[Task details]
Convert the data, starting with the line that contains "Target: blonde hair" and going on through the last line of the data, into a Markdown table with the columns Row and Entry. Put a row number under Row and each line under Entry, and leave out any blank lines.

[Given records]
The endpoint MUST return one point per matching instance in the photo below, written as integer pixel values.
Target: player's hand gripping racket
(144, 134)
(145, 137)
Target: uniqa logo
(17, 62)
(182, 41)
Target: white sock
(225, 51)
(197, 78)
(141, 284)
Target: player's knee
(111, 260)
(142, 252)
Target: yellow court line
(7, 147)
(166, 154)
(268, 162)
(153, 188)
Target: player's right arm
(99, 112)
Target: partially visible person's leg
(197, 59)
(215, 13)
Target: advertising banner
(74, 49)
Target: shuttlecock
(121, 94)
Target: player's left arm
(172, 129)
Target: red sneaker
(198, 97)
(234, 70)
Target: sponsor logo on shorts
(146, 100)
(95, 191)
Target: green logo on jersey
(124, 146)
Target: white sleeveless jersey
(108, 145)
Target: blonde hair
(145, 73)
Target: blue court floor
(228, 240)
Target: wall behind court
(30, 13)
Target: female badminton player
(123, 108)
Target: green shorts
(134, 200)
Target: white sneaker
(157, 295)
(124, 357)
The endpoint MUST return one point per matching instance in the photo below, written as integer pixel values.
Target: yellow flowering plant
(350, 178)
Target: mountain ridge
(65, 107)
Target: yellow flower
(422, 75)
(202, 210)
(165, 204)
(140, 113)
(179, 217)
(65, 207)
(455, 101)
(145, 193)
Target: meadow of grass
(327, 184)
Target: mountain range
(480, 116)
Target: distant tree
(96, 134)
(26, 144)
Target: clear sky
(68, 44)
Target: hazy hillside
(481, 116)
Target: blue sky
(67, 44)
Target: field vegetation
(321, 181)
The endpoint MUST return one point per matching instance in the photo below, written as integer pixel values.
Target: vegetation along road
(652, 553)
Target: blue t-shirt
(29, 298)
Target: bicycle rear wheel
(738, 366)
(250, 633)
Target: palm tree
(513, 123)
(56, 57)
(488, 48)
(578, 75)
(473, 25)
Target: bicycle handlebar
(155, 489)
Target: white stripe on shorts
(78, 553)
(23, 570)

[Response]
| Row | Entry |
|---|---|
| 1 | Target: blonde hair |
| 2 | (145, 73) |
| 3 | Target: blue court floor |
| 4 | (228, 240) |
| 5 | Target: wall behind court |
| 6 | (30, 13) |
| 7 | Target: female badminton player |
| 8 | (123, 108) |
| 9 | Target: green shorts |
| 10 | (134, 200) |
| 11 | Target: white sneaker |
| 12 | (157, 295) |
| 13 | (124, 357) |
| 14 | The endpoint MUST return one point per matching instance in the photo below, written as integer pixel values. |
| 15 | Target: yellow flowering plant |
| 16 | (350, 178) |
| 17 | Target: mountain ridge |
| 18 | (65, 107) |
| 19 | Target: yellow flower |
| 20 | (422, 75) |
| 21 | (202, 210) |
| 22 | (165, 204) |
| 23 | (140, 113) |
| 24 | (179, 217) |
| 25 | (65, 207) |
| 26 | (455, 101) |
| 27 | (145, 193) |
| 28 | Target: meadow of grass |
| 29 | (327, 184) |
| 30 | Target: mountain range |
| 31 | (480, 116) |
| 32 | Target: distant tree |
| 33 | (96, 134) |
| 34 | (26, 144) |
| 35 | Target: clear sky |
| 36 | (68, 44) |
| 37 | Target: hazy hillside |
| 38 | (481, 116) |
| 39 | Target: blue sky |
| 40 | (67, 44) |
| 41 | Target: field vegetation |
| 42 | (321, 181) |
| 43 | The endpoint MUST return one point per matching instance in the photo below, written as integer pixel values. |
| 44 | Target: vegetation along road |
| 45 | (652, 553) |
| 46 | Target: blue t-shirt |
| 47 | (29, 298) |
| 48 | Target: bicycle rear wheel |
| 49 | (738, 366) |
| 50 | (250, 633) |
| 51 | Target: palm tree |
| 52 | (513, 123) |
| 53 | (56, 57) |
| 54 | (488, 48) |
| 55 | (578, 75) |
| 56 | (473, 25) |
| 57 | Target: bicycle handlebar |
| 58 | (155, 489) |
| 59 | Target: white stripe on shorts |
| 60 | (78, 553) |
| 61 | (23, 570) |